Activity:
Type the records out again in full, exactly.

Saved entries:
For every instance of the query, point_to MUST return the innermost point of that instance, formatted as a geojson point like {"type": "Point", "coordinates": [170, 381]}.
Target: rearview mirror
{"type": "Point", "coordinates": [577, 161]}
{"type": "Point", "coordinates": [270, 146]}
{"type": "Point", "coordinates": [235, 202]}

Output below:
For every instance of the query, point_to MUST return the innermost point of that instance, formatted as a geojson point like {"type": "Point", "coordinates": [170, 381]}.
Target: rearview mirror
{"type": "Point", "coordinates": [577, 161]}
{"type": "Point", "coordinates": [270, 146]}
{"type": "Point", "coordinates": [235, 202]}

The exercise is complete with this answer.